[Exercise requirements]
Without changing anything, reproduce every record below.

[Dataset entries]
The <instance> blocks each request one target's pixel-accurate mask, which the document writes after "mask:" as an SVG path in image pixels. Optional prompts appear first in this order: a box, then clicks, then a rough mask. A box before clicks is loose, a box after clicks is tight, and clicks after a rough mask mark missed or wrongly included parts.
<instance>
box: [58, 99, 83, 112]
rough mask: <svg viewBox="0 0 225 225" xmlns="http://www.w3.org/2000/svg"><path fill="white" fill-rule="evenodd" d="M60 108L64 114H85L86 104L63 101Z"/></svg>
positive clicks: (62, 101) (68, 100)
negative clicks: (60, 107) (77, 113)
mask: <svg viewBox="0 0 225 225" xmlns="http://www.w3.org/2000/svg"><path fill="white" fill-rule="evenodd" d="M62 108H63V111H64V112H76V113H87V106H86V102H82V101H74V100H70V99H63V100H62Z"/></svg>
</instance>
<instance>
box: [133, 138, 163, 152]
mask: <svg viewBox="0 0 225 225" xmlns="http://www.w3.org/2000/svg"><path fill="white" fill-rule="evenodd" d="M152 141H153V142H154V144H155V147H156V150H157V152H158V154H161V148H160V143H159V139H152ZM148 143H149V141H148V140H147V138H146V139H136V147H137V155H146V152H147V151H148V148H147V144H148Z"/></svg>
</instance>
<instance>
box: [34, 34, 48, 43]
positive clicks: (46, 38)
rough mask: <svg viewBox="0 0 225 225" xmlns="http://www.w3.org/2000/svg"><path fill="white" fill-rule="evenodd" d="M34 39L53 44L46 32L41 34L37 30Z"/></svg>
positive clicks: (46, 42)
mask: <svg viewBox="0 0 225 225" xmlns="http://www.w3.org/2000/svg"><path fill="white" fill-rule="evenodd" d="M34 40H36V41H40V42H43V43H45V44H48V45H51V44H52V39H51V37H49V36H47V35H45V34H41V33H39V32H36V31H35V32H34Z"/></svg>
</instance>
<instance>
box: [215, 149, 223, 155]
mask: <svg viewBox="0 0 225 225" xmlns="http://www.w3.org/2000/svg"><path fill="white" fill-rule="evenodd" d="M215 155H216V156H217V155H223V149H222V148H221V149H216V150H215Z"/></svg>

[Finished exercise]
The <instance> blocks each request one target's pixel-accurate mask, which the document writes after "mask:" as an SVG path in image pixels. Optional prompts appear first in this order: a box, then clicks, then a rough mask. A box before clicks is loose, a box after clicks is tight, and clicks after a rough mask mark missed or wrongly included parts.
<instance>
box: [58, 99, 83, 112]
rough mask: <svg viewBox="0 0 225 225" xmlns="http://www.w3.org/2000/svg"><path fill="white" fill-rule="evenodd" d="M60 108L64 114H85L86 104L63 101Z"/></svg>
positive clicks: (62, 101) (68, 100)
negative clicks: (60, 107) (77, 113)
mask: <svg viewBox="0 0 225 225" xmlns="http://www.w3.org/2000/svg"><path fill="white" fill-rule="evenodd" d="M62 108H63V111H64V112H76V113H87V106H86V102H82V101H74V100H70V99H63V100H62Z"/></svg>
</instance>
<instance>
box: [133, 138, 163, 152]
mask: <svg viewBox="0 0 225 225" xmlns="http://www.w3.org/2000/svg"><path fill="white" fill-rule="evenodd" d="M152 141H153V142H154V144H155V147H156V150H157V152H158V154H161V148H160V143H159V139H152ZM148 143H149V141H148V140H147V138H146V139H136V147H137V155H146V152H147V151H148V148H147V144H148Z"/></svg>
</instance>
<instance>
box: [34, 34, 48, 43]
positive clicks: (46, 38)
rough mask: <svg viewBox="0 0 225 225" xmlns="http://www.w3.org/2000/svg"><path fill="white" fill-rule="evenodd" d="M34 39L53 44L46 32L41 34L37 30Z"/></svg>
positive clicks: (46, 42)
mask: <svg viewBox="0 0 225 225" xmlns="http://www.w3.org/2000/svg"><path fill="white" fill-rule="evenodd" d="M34 40H36V41H40V42H43V43H45V44H48V45H51V44H52V39H51V37H49V36H47V35H45V34H41V33H39V32H36V31H35V32H34Z"/></svg>
</instance>
<instance>
box: [215, 149, 223, 155]
mask: <svg viewBox="0 0 225 225" xmlns="http://www.w3.org/2000/svg"><path fill="white" fill-rule="evenodd" d="M215 155H216V156H217V155H223V149H222V148H221V149H216V150H215Z"/></svg>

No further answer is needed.